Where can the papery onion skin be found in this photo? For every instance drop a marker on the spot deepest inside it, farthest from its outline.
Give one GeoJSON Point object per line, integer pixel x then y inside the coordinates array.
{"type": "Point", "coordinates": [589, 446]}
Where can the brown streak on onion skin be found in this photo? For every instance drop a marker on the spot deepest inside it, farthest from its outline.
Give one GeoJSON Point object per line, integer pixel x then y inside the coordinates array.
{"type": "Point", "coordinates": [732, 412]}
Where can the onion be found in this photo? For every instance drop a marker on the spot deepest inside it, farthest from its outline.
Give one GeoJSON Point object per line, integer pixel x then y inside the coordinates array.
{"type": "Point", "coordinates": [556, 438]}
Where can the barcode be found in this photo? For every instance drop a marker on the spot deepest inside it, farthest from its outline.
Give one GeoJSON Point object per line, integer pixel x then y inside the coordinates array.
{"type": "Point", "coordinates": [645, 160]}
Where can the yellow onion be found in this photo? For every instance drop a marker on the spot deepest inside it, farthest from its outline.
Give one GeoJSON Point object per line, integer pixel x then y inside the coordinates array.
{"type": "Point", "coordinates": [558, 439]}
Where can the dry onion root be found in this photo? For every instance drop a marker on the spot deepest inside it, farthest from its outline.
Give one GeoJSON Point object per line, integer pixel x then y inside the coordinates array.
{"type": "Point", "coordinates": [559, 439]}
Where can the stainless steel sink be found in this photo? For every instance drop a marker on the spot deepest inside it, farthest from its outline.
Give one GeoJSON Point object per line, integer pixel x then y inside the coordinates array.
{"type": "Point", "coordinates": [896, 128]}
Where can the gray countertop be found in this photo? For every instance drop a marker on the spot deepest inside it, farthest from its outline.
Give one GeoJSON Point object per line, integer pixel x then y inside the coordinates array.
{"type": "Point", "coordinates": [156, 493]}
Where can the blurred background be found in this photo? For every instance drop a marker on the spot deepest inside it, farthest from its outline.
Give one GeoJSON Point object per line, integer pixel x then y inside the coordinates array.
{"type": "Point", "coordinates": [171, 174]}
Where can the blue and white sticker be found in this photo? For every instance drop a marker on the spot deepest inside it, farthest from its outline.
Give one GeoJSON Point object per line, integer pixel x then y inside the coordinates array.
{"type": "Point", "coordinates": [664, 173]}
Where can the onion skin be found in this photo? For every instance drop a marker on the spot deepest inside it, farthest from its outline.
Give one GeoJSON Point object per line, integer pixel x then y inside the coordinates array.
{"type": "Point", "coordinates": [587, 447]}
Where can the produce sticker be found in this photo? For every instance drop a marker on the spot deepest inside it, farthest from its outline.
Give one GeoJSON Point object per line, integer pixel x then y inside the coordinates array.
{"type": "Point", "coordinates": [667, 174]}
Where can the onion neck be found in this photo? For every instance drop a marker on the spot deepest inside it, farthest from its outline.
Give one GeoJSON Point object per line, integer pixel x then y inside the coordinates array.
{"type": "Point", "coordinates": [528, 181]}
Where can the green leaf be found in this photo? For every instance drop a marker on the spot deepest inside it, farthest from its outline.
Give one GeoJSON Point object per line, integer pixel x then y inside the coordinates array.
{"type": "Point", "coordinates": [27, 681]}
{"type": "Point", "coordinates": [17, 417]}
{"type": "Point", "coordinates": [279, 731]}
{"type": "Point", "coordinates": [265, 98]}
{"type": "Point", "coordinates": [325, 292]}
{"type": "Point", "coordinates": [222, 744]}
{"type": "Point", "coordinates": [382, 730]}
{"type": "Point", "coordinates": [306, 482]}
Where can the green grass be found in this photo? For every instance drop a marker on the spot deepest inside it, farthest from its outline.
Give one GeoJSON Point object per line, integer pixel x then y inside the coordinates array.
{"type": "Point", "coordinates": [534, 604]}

----------------------------------------

THE TASK: Reproduce all of the records above word for word, with every line unchanged and in its original order.

FINAL ANSWER:
Where can the papery onion skin be found in this photo? For every instance drop a marker on the spot deepest inside it, farthest from its outline.
Give one GeoJSON Point object per line, integer pixel x then y inside the coordinates array.
{"type": "Point", "coordinates": [589, 446]}
Where can the brown streak on onion skin be found in this photo? For every instance drop a marker on the spot deepest inside it, farthest from its outline.
Give one GeoJSON Point object per line, integer pixel x then y inside the coordinates array.
{"type": "Point", "coordinates": [732, 412]}
Where can the onion be found in this photo? For every instance drop a marker on the spot deepest inside it, farthest from its outline.
Give one GeoJSON Point object per line, integer pixel x then y inside the coordinates array.
{"type": "Point", "coordinates": [556, 438]}
Where can the barcode be found in this photo? For every instance drop a marker on the spot deepest inside it, farthest from its outline.
Give one GeoJSON Point object per line, integer pixel x then y inside the coordinates array.
{"type": "Point", "coordinates": [645, 160]}
Where can the yellow onion be found in this photo? For every instance drop a marker on the spot deepest inside it, farthest from its outline.
Give one GeoJSON Point object per line, integer pixel x then y inside the coordinates array.
{"type": "Point", "coordinates": [558, 439]}
Where can the dry onion root be found in this photo? For every instance drop a marker on the spot deepest inside it, farthest from its outline.
Give one GeoJSON Point object per line, integer pixel x then y inside the coordinates array.
{"type": "Point", "coordinates": [559, 439]}
Where can the stainless steel sink be found in this photo? For every instance drop a marker on the spot deepest inside it, farthest from its outline.
Give one GeoJSON Point object per line, integer pixel x then y inside the coordinates array.
{"type": "Point", "coordinates": [896, 128]}
Where can the gray countertop be found in this photo? For every instance drop a marker on the spot deepest inside it, farthest from its outline.
Give one GeoJSON Point object per line, integer pixel x then y inside the coordinates array.
{"type": "Point", "coordinates": [156, 493]}
Where can the blurred background be found in this photo? For every instance drop a marker on the spot deepest inside it, farthest from its outline.
Give one GeoJSON Point object per line, integer pixel x then y inside the coordinates array.
{"type": "Point", "coordinates": [171, 174]}
Where can the blue and white sticker be found in this photo? For every instance drop a marker on the spot deepest inside it, farthest from its outline.
Give one GeoJSON Point object per line, integer pixel x then y inside the coordinates array.
{"type": "Point", "coordinates": [664, 173]}
Where can the onion skin be found in this photo? For every instance drop a marker on the spot deepest inside it, farthest from its outline.
Give one GeoJSON Point object per line, integer pixel x then y inside the coordinates array.
{"type": "Point", "coordinates": [587, 447]}
Where can the produce sticker be found in this photo? For every instance drop a marker on the spot deepest inside it, farthest from its outline.
Give one GeoJSON Point object per line, integer pixel x then y inside the coordinates array.
{"type": "Point", "coordinates": [667, 174]}
Where can the onion neck be found in this photo? For every instance drop a marker on the spot deepest inside it, farthest from its outline.
Give one GeoJSON Point object per line, integer pixel x then y inside the coordinates array.
{"type": "Point", "coordinates": [528, 181]}
Where can the green leaf be found in this photo? For every instance drop a marker on the spot deepest inside it, farthest from its outline.
Give one GeoJSON Point object per line, integer pixel x then y inside the coordinates array.
{"type": "Point", "coordinates": [27, 681]}
{"type": "Point", "coordinates": [17, 417]}
{"type": "Point", "coordinates": [279, 731]}
{"type": "Point", "coordinates": [265, 98]}
{"type": "Point", "coordinates": [325, 292]}
{"type": "Point", "coordinates": [222, 744]}
{"type": "Point", "coordinates": [382, 730]}
{"type": "Point", "coordinates": [306, 482]}
Where can the green grass be found in this photo? For every instance drop a marker on the spot deepest inside it, farthest from its outline.
Give one GeoJSON Point object per line, integer pixel x then y inside the coordinates array.
{"type": "Point", "coordinates": [534, 604]}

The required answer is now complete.